# Короткое задание:
Продолжите текст о детстве Дмитрия Гулиа, начав сразу после его последней фразы.

# Текст документа:
Дмитрий Гулиа | страница 10



А пока маленький Гач бегло читал русские и грузинские церковные книги. Отец купил сыну в городе несколько книжечек «светского содержания». Многое из того, что там в них было напечатано, Гач выучил наизусть. Что же учил он назубок на заре своей жизни? Например: «Вечер был. Сверкали звезды, на дворе мороз трещал…» Это про бедного сироту, которого приютила старушка. Особенно нравилась мальчику концовка: «Спокойный сон!.. Петерсон». Он не понимал тогда, что Петерсон стоит не ради благозвучия (сон — Петерсон), а что это фамилия автора стихотворения. Учил он «Пахнет сеном над лугами…» и «Посмотрю пойду, полюбуюся, что послал господь за труды людям» Алексея Кольцова. Знал Дмитрий Гулиа стихи Ильи Чавчавадзе и Акакия Церетели и впоследствии не раз переводил их на абхазский язык.


Наконец Урыс Гулиа принял важное решение: мальчика следует послать на учение в Сухум. Мысль об этом, высказанная вслух, снова вызвала в семье переполох. Братья Урыса одобрили его намерение. Женская же часть семьи буквально восстала.

— Не отдам его! — заявила мать, вдруг выказаб упорство.

# Выдержка из данных:
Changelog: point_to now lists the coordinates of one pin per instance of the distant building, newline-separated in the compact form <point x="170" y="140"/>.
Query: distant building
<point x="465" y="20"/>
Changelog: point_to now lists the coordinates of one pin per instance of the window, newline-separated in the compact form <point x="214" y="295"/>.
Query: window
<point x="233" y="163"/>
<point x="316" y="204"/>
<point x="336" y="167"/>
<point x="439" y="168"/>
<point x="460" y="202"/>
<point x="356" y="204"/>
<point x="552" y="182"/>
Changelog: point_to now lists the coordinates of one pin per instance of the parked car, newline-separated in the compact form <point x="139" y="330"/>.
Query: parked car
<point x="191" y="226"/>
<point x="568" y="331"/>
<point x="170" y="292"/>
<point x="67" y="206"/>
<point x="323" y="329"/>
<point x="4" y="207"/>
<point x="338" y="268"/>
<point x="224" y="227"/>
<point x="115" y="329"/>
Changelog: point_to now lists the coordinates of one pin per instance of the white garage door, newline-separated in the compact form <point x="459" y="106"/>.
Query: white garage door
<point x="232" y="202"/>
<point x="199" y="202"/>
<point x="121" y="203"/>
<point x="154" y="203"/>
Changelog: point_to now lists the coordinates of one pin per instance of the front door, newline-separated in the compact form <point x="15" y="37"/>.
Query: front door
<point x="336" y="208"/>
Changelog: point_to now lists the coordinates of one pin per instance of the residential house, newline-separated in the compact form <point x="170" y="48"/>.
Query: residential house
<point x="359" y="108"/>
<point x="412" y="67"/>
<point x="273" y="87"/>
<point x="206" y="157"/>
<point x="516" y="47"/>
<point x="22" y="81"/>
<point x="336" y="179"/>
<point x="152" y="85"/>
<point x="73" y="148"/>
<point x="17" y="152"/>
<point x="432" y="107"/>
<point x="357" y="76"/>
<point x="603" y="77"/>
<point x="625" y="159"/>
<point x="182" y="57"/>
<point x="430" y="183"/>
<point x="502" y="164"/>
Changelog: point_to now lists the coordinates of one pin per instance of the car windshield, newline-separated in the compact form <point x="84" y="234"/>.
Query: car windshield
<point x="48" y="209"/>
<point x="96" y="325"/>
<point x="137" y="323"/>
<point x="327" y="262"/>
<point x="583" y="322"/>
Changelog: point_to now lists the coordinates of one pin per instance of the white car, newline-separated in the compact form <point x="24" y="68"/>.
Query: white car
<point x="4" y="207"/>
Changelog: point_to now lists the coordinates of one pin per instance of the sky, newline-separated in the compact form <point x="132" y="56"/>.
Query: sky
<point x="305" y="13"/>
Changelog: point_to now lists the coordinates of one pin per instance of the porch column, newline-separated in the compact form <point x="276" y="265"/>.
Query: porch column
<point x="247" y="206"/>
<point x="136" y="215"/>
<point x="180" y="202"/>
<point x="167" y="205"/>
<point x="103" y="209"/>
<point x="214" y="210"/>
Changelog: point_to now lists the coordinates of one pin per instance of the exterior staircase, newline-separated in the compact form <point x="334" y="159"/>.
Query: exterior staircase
---
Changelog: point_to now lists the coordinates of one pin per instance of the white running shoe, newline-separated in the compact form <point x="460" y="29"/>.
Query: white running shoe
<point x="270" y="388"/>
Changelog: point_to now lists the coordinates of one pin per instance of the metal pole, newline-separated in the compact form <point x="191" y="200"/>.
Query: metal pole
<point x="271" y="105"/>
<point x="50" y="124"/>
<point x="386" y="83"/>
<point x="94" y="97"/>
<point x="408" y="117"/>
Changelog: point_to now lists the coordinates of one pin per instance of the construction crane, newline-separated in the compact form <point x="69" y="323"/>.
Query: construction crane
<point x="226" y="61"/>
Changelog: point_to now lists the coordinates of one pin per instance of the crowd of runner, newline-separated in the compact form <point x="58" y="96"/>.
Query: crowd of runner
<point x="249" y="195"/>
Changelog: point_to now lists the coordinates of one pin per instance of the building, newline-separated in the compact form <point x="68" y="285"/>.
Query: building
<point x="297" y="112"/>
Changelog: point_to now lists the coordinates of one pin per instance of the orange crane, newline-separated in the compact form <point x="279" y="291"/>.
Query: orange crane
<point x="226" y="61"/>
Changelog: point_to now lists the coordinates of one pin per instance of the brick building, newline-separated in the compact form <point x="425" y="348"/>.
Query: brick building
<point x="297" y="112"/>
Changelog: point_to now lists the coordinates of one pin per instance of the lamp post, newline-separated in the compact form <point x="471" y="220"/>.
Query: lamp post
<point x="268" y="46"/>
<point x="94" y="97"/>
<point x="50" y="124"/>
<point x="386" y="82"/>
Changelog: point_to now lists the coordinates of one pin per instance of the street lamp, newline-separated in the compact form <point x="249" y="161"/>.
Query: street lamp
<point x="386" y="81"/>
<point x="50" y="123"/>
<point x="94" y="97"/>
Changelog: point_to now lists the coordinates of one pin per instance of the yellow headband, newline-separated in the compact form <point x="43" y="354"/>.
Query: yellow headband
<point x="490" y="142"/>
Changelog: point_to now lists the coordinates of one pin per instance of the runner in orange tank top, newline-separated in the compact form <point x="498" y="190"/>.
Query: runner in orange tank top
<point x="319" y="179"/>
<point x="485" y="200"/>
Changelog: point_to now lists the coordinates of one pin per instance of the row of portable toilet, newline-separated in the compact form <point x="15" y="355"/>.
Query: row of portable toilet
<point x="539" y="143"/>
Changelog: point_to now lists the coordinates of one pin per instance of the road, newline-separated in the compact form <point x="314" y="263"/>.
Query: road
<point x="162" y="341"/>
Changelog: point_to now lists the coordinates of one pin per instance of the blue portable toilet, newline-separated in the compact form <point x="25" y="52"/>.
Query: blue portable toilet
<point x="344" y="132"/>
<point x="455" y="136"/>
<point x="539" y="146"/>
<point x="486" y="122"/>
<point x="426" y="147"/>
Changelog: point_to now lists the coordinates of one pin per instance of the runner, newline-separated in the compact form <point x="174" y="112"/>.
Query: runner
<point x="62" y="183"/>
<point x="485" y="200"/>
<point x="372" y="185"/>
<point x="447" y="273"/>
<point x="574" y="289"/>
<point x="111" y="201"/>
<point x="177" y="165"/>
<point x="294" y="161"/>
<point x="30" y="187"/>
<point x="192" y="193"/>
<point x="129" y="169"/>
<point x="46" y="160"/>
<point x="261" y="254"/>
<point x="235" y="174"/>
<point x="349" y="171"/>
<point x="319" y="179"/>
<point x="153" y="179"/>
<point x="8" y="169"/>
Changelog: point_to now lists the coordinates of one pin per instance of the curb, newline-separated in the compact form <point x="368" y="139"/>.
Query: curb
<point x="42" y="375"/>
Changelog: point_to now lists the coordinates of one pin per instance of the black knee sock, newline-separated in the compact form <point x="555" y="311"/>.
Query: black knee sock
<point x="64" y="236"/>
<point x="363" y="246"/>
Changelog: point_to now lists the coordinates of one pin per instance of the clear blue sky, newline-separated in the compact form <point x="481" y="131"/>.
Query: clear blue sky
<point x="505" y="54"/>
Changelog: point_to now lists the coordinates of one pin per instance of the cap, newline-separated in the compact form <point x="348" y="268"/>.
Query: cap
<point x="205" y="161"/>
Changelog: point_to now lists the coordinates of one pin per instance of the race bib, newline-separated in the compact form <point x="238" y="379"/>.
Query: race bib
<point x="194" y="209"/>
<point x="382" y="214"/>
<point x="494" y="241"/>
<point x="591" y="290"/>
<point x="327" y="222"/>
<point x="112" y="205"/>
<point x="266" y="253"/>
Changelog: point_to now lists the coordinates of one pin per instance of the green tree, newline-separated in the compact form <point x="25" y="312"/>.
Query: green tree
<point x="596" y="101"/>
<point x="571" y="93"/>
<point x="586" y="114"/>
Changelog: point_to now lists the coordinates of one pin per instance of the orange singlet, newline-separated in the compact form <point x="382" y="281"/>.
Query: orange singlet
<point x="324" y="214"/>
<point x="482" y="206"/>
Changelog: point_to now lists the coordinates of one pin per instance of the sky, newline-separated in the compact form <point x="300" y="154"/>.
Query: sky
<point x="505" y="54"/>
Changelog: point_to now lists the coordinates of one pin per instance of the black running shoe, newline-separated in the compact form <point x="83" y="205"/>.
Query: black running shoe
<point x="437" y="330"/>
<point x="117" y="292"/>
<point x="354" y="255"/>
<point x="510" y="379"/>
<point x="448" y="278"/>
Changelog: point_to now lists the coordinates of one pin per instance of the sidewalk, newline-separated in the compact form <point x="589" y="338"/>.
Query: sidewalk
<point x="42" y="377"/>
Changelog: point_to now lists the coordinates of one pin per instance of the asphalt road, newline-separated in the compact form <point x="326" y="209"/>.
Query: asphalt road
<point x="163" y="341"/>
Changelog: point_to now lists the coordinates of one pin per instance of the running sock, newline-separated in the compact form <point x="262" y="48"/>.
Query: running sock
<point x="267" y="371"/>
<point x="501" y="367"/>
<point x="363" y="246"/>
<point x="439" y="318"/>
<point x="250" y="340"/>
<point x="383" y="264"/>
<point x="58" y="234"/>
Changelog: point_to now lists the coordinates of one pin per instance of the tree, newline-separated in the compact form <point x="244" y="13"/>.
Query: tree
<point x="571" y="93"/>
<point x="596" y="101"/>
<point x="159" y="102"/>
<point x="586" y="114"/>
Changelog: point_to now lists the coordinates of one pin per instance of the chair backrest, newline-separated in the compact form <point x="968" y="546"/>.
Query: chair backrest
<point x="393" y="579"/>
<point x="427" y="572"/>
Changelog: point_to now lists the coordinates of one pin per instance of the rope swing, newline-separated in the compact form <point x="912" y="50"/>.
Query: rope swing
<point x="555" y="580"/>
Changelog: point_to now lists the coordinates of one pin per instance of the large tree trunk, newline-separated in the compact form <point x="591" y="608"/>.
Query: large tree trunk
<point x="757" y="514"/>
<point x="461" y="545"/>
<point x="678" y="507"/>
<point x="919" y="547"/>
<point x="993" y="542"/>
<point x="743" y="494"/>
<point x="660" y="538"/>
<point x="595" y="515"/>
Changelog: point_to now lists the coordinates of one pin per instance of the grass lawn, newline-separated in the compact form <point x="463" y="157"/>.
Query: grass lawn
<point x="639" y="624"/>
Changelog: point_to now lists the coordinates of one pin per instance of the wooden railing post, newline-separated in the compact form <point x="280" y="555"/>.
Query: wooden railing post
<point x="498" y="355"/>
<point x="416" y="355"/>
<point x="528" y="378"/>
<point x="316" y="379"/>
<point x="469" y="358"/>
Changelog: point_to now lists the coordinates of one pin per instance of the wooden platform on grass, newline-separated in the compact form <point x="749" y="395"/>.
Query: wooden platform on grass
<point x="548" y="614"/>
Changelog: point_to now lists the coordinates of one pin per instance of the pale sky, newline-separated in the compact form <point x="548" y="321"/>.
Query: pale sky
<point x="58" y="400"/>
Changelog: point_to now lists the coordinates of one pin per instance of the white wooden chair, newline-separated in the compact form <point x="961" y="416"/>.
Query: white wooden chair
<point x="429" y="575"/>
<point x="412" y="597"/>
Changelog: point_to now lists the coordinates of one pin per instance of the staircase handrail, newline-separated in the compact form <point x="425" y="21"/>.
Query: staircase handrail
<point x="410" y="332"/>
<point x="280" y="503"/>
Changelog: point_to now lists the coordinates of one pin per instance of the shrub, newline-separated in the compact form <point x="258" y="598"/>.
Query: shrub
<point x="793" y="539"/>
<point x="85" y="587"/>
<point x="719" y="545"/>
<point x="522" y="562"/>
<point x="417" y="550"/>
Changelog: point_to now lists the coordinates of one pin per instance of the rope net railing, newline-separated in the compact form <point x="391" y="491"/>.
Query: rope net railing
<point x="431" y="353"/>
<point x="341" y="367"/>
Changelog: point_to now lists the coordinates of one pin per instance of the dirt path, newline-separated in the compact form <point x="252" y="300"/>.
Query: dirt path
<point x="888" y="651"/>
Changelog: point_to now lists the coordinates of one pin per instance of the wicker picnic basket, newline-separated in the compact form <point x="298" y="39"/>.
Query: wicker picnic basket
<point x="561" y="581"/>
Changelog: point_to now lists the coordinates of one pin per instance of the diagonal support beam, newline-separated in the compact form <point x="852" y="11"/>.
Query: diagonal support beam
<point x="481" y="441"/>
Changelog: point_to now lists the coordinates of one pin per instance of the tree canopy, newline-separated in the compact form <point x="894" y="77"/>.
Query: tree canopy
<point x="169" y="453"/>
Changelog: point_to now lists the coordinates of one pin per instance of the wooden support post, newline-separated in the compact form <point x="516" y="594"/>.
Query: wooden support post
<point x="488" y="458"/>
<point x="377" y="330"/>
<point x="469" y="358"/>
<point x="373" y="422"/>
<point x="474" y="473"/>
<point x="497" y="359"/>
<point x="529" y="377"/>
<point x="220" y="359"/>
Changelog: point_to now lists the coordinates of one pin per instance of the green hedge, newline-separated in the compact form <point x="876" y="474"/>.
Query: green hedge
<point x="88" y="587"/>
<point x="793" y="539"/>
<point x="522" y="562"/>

# Ожидаемый ответ:
Это было на нее не похоже. «Мать моя Рабиа, — писал Дмитрий Гулиа, — была кроткой, рассудительной женщиной». Бабушка тотчас же приняла сторону матери. Гач молчал и только улыбался про себя: он понимал, что отец все равно возьмет верх, все равно не миновать поездки в далекий Сухум, который, казалось, находился на самом краю света.

Семейный совет был долгим, неторопливым и обстоятельным. Каковы были доводы «за»?

Мальчик, бог даст, станет ученым человеком и сможет устроиться писарем в сельское управление Адзюбжи или любого ближайшего села. Такая перспектива — счастье для крестьянского сына.

Если даже не суждено будет ему стать писарем, может, пробьется в торговцы, станет работать при каком-нибудь купце в Очемчирах.

На худой конец, ежели не удастся ни то, ни другое, будет сам для себя или для соседей своих прошения и разные там бумаги писать, что тоже не бесполезно для крестьянина…

Но были мнения и «против».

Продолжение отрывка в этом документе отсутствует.